Everything in the listing below needs to be retyped exactly.
--------------------
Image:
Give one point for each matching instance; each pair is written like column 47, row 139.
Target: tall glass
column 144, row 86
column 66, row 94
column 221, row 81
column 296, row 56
--------------------
Answer section:
Image:
Give one point for each matching instance; each pair is written like column 47, row 139.
Target: tall glass
column 144, row 86
column 66, row 94
column 221, row 81
column 296, row 56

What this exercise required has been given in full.